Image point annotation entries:
-- Start --

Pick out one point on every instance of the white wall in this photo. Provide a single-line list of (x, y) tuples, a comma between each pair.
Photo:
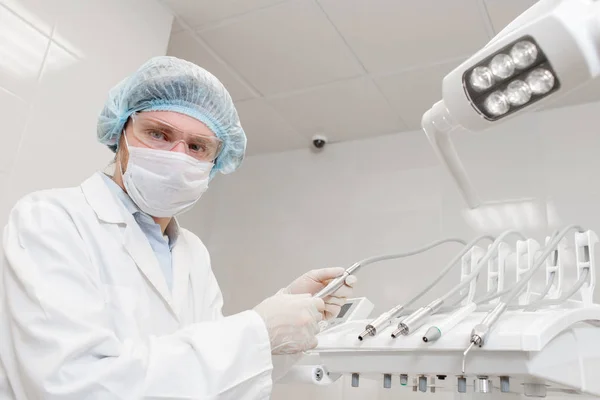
[(283, 214), (58, 59)]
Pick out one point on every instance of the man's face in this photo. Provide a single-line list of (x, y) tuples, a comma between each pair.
[(174, 132)]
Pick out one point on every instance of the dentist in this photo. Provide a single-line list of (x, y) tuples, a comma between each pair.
[(105, 296)]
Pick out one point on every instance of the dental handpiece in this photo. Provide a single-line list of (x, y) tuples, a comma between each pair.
[(337, 283), (386, 319), (436, 331)]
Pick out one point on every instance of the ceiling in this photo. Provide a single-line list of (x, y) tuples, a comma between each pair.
[(347, 69)]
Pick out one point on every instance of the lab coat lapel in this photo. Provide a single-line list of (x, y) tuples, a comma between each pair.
[(110, 209), (139, 249), (182, 260)]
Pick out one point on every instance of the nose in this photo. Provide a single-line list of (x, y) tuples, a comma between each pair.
[(180, 147)]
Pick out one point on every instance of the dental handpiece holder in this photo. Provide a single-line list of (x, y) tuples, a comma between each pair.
[(552, 347)]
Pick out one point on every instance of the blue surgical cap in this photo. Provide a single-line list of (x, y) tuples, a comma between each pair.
[(170, 84)]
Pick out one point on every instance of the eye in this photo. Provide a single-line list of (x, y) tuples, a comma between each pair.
[(156, 135), (197, 147)]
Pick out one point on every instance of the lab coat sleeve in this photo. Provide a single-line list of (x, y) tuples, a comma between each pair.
[(282, 364), (63, 343)]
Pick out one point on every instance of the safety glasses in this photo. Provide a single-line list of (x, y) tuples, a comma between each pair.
[(160, 135)]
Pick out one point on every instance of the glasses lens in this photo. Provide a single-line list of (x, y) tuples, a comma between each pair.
[(161, 136)]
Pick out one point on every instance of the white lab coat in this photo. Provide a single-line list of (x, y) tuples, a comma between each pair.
[(86, 312)]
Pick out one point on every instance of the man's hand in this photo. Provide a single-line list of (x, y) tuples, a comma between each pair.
[(317, 279)]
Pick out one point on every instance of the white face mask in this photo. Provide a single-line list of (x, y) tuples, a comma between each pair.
[(164, 183)]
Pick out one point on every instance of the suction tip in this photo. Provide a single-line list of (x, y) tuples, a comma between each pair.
[(432, 334)]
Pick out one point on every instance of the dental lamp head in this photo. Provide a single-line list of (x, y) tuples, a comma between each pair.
[(551, 49)]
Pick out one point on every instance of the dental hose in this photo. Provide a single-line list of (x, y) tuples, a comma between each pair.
[(481, 330), (416, 319), (385, 319)]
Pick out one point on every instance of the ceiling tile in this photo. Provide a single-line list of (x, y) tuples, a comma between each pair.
[(197, 13), (411, 93), (286, 47), (14, 116), (266, 130), (39, 13), (343, 110), (176, 27), (183, 45), (391, 35), (502, 12), (22, 51)]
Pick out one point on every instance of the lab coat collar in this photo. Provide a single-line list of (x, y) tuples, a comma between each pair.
[(105, 205), (172, 230), (110, 209)]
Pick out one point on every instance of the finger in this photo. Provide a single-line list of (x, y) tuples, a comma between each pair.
[(325, 274), (312, 343), (335, 301), (332, 311), (318, 304)]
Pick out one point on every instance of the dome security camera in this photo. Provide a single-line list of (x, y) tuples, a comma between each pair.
[(319, 141)]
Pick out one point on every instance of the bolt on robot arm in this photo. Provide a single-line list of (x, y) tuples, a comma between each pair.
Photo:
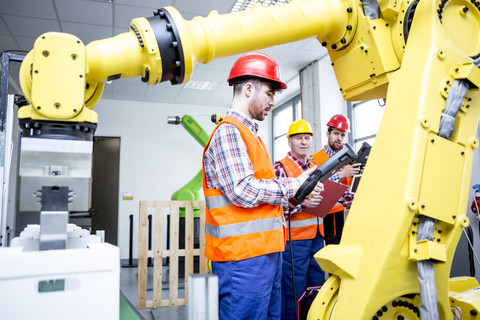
[(409, 52)]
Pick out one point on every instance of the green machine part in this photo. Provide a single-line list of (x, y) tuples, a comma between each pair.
[(192, 190)]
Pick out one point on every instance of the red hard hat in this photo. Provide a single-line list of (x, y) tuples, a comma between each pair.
[(340, 122), (256, 64)]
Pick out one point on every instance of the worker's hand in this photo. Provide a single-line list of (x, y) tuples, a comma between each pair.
[(313, 202), (301, 178), (314, 198), (350, 170), (316, 192)]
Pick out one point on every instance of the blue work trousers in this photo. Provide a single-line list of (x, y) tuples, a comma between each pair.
[(250, 288), (306, 270)]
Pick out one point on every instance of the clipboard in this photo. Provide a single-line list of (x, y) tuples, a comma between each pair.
[(332, 193), (355, 182)]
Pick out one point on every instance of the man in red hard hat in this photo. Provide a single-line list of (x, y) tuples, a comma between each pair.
[(338, 126), (244, 229)]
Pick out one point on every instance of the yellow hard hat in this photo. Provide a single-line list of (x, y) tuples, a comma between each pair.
[(299, 126)]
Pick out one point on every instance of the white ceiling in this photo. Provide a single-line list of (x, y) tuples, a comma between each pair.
[(22, 21)]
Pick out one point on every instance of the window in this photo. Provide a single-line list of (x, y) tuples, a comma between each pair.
[(367, 116), (283, 116)]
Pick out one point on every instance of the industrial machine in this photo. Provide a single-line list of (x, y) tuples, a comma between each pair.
[(398, 243)]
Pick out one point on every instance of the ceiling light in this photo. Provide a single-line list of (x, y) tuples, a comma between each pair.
[(201, 85), (242, 5)]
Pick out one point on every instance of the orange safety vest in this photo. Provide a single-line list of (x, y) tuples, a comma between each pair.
[(234, 233), (303, 225), (319, 158)]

-- End --

### TASK DESCRIPTION
Update the material above by replacing each "single-line list" with "one-line list" and leaving everything else unchanged. Omit the pictures from your answer.

### COMPLETED EXERCISE
Pick out one point on every instance of the white wall in this photo. Provide a one-line list of (x, y) tuples, a comma between each pair.
Photo:
[(283, 214), (58, 59)]
Pick out one point on every instance of the man's face in this photo. Provide a one-line list of (x, y) tuples, a comma between each pair.
[(174, 132)]
Pick out one point on every instance of the dentist in this photo. Provide a one-line list of (x, y) tuples, a comma between each pair.
[(105, 296)]
Pick out one point on every instance of the dental handpiece in this photo. Provide a one-line list of (x, y) tuples, a comma between each pair.
[(337, 283), (386, 319), (436, 331)]
Pick out one point on every instance of the ceiling in this photo. Provide a one-line list of (x, y) tuples, a comma between each pair.
[(347, 69)]
Pick out one point on every instance of the lab coat lapel in this photo. Provide a one-line list of (x, y) tuples, a comma between each pair.
[(110, 209), (139, 249), (182, 260)]
Pick out one point on every instance of the nose in this photo. Provide a one-line list of (x, y) tuples, a comma between each pair.
[(180, 147)]
Pick out one point on every instance of the dental handpiece holder in this photo. Provide a one-line list of (x, y) tuples, a comma between each pair.
[(552, 347)]
Pick out one point on every instance of the blue surgical cap in this photo. Provide a one-line list of (x, y) tuples, a comma between each pair.
[(170, 84)]
Pick out one point on every instance of the eye in this photo. Provide a one-line list of (x, y) tuples, a comma between each pair.
[(156, 135), (197, 147)]
Pick out one point on every instance of the lab coat sleeve in this photo. Provide a one-line list of (x, y) tuples, a comma between each pair.
[(282, 364), (63, 343)]
Pick out one point on every instance of the safety glasses in this photo. Provide a one-line list of (x, y) tuples, a comma between each pair.
[(160, 135)]
Pick out one point on every instance of the glasses lens in this photo. Provide a one-line list of (x, y) tuples, a comma between each pair.
[(161, 136)]
Pick out one point on every instance of the white lab coat in this photo. Provide a one-line list of (x, y) tuples, a comma between each pair.
[(86, 312)]
Pick out one point on every instance of the man's hand in this photo. Provide a one-line list of (x, y) tuples, a comma between each pair.
[(317, 279)]
Pick out one point on every instance of the white face mask in this photo. Provide a one-line list of (x, y) tuples, a comma between each pair.
[(164, 183)]
Pick out one point on every instance of the suction tip in this photo. Provide a one-line list of (x, y) tuples, a comma between each pair.
[(432, 334)]
Pick out one point on every instance of the dental lamp head in this photo. Provide a one-line list of (x, y) tuples, a comma between each pair.
[(551, 49)]
Pick out one point on every instance of the dental hose in this photo. Provide a one-line list of (x, y) tuples, a comma between each pair.
[(481, 330), (416, 319), (385, 319)]
Pick out one point on every instance of the ceiling tile in this photo. Provide a one-line list of (x, y) tuples, a comma between each pair.
[(197, 13), (411, 93), (286, 47), (14, 116), (266, 130), (39, 13), (343, 110), (176, 27), (183, 45), (391, 35), (502, 12), (22, 51)]
Pick out one point on every instance of the lab coat collar in this photo. Provide a one-line list of (x, y) tuples, a comma between each pair.
[(105, 205), (172, 230), (110, 209)]
Pick out one point on every instance of the finger in this photo. Provide a one-line list of (x, y) tuples, a comma between each pair.
[(325, 274), (312, 343), (335, 301), (332, 311), (318, 304)]
Pick out one point on every instance of the dome security camera in this photo. Provide a one-line list of (x, y) tuples, a comma between each pair.
[(319, 141)]
Pick out one point on every instance of the bolt on robot arm in this photo. Provide a one-line list of (x, y) tuples, a comma between each pair.
Photo:
[(409, 52)]
Pick out one point on every instance of the green machine part in this photo. Provide a one-line list of (x, y) tuples, a comma between each pair.
[(192, 190)]
Pick out one point on every instance of the red hard hat in this photo. Provide a one-line list of (x, y) tuples, a comma between each pair.
[(340, 122), (256, 64)]
Pick out one point on every instance of the worker's hand in this photo. Provide a one-line list of (x, y) tuples, a comma between each pair.
[(313, 202), (301, 178), (314, 198), (350, 170), (316, 192)]
Pick out one point on every instance of the blue work trousers in this photo. Provide a one-line list of (x, y) tuples, a comma between each pair.
[(250, 288), (306, 270)]
Pick out one point on every instance of the clipboard in this photo. Provide a one-line list of (x, y) tuples, a comma between each pair.
[(332, 193), (355, 182)]
Pick out one point on every instance of the man in red hard hat in this photo. Provide a one-line list of (x, y) tuples, a comma between each pair.
[(338, 126), (244, 229)]
Pick out one point on every instance of the yellow hard hat in this photo. Provide a one-line list of (x, y) tuples, a comma between each pair.
[(299, 126)]
Pick out one point on every instance of the white ceiling in this photo. Provide a one-line list of (x, y) tuples, a comma between each pair.
[(22, 21)]
Pick out one point on every instance of the window in this photo. Provide a one-line list of (x, y) tuples, a comma between each pair.
[(367, 116), (283, 116)]
Pick out one point on every instance of the industrial machine in this photo. Provide a one-line list of (x, y) tuples, a comma between each pair.
[(398, 243)]
Pick out one point on every instance of the ceiling light in this photo. Provide a one-line list of (x, y) tuples, a comma between each pair.
[(201, 85), (242, 5)]
Pick out one point on every instance of the orange safety vest in this photo. Provide a one-line list of (x, y) tuples, a comma between each pair.
[(234, 233), (303, 225), (319, 158)]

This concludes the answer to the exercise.